[RECORDS SHOWN Boundary: Start]

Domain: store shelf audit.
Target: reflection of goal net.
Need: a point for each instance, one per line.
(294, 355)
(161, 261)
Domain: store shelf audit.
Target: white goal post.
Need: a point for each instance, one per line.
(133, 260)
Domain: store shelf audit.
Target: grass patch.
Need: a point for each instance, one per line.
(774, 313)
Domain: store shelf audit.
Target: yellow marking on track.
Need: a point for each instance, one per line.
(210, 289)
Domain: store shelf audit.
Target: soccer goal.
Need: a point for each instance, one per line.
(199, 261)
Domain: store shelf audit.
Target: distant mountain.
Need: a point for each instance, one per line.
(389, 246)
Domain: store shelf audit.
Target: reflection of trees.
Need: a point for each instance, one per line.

[RECORDS SHOWN Boundary: End]

• **PROBLEM TO WORK ON**: Copy out, from the material above, each line in which the string "Target" is found.

• **WRITTEN ANSWER**:
Target: reflection of goal net.
Target: white goal post.
Target: grass patch.
Target: yellow marking on track.
Target: soccer goal.
Target: distant mountain.
Target: reflection of trees.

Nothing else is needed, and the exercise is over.